PROBLEM 1 = Reproduce the passage on the T4 virus from "T4 has a dsDNA" up to and including "of own DNA.".
PROBLEM 2 = Extend the passage on the T4 virus beyond its final sentence.

T4 is a virus of E. coli and it has one of the most complex penetration mechanisms. T4 virions attach to cells using tail fibres which interact with polysaccharides on the E. coli cell envelope. The tail fibres retract and the tail core makes contact with the E.coli cell wall. Lysozyme-like enzyme forms a small pore in the peptidoglycan. The tail sheath contracts and viral DNA passes into the cytoplasm.

T4 has a dsDNA genome which is circularly permuted (altered) and terminally redundant. Both of these factors require genome packaging. Many eukaryotes possess mechanisms to diminish viral infection eg immune defence mechanisms and RNAi. Prokaryotes have similar mechanisms such as CRISPR which is similar to RNA interference. It’s a DNA destruction system only effective against double-stranded DNA viruses. Restriction endonucleases cleave DNA at specific sequences. The host’s own DNA is modified at restriction enzyme recognition sites to prevent cleavage of own DNA.

(Dataset items)

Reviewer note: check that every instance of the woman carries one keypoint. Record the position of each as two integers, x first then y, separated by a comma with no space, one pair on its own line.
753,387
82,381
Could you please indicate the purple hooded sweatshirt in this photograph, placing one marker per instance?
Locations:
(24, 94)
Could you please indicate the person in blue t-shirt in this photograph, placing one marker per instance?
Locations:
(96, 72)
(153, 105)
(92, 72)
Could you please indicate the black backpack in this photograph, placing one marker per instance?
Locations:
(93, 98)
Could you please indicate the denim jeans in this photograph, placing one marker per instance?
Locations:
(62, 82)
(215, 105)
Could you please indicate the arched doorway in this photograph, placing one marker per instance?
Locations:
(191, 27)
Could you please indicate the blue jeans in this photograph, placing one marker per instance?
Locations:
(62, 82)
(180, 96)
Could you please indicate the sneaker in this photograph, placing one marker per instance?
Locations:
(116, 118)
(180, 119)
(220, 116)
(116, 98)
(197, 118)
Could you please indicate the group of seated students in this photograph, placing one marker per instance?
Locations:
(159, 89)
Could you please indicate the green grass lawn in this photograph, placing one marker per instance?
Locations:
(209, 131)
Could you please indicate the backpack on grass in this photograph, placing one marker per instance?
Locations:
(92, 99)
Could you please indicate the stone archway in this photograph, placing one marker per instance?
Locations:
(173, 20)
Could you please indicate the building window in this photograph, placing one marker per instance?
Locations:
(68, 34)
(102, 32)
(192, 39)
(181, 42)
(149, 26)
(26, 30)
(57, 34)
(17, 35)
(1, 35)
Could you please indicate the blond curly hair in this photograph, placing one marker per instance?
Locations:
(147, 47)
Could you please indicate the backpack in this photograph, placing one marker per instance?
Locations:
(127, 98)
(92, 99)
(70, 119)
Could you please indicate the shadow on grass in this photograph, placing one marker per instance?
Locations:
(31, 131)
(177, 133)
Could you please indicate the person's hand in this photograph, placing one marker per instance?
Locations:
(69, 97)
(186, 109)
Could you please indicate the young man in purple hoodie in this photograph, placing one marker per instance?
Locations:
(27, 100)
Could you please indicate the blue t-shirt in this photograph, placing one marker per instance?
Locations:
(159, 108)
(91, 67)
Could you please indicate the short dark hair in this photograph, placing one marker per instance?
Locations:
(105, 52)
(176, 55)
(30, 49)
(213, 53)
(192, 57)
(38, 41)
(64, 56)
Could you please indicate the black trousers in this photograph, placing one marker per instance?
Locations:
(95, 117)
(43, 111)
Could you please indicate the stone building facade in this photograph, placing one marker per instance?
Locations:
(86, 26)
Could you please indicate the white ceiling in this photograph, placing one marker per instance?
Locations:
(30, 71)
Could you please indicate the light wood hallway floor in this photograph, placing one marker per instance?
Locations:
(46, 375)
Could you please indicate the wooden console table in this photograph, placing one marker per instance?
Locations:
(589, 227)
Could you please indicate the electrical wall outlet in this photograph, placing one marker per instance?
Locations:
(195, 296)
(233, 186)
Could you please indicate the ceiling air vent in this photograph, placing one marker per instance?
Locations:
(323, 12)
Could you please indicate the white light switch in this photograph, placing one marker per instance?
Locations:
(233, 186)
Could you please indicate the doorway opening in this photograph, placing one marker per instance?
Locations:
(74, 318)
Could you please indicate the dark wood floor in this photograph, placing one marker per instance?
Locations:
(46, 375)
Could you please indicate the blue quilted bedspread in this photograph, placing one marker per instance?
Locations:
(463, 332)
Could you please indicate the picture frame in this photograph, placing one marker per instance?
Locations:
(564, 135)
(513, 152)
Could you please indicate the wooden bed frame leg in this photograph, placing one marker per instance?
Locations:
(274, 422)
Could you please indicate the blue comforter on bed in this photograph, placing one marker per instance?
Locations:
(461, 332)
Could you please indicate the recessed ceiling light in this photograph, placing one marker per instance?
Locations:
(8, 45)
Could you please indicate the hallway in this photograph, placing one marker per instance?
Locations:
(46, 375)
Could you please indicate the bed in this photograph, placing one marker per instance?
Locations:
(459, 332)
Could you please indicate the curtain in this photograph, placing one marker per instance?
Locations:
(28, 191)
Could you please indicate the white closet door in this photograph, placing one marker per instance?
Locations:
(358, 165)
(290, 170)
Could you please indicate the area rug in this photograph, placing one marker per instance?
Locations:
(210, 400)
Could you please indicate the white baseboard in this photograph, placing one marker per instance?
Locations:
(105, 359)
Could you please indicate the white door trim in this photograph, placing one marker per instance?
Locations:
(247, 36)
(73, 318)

OUTPUT 1 =
T4 has a dsDNA genome which is circularly permuted (altered) and terminally redundant. Both of these factors require genome packaging. Many eukaryotes possess mechanisms to diminish viral infection eg immune defence mechanisms and RNAi. Prokaryotes have similar mechanisms such as CRISPR which is similar to RNA interference. It’s a DNA destruction system only effective against double-stranded DNA viruses. Restriction endonucleases cleave DNA at specific sequences. The host’s own DNA is modified at restriction enzyme recognition sites to prevent cleavage of own DNA.

OUTPUT 2 =
Viral mechanisms to evade bacterial restriction systems include chemical modification of viral DNA by glycosylation or methylation or producing proteins which inhibit host cell restriction system. T4 DNA contains the modified base 5-hydroxymethylcytosine meaning its DNA is resistant to almost all known restriction enzymes.

Early and middle proteins are enzymes required for DNA replication and transcription. Late proteins are head and tail proteins and enzymes needed to liberate mature phage particles. The T4 genome can be divided into three parts: early, middle and late proteins. T4 early proteins include the enzyme for synthesis and glucosylation of T4 base hydroxymethylcytosine, enzymes in the T4 replisome and proteins which modify host RNA polymerase. T4 middle proteins are additional proteins which modify host RNA polymerase and viral proteins. T4 late proteins are typically structural components eg proteins of virus coat, and are synthesised in larger amounts. To package the T4 genome, the precursor of the phage head is assembled as is the packaging motor. Double-stranded DNA is pumped into the head under pressure using ATP. The tail, tail fibres and other components are then added.

Virulent mode = viruses lyse host cells after infection.

Temperate mode = viruses replicate their genomes in tandem with host genome without killing host. Can undergo stable genetic relationship within the host but can also kill cells through lytic cycle.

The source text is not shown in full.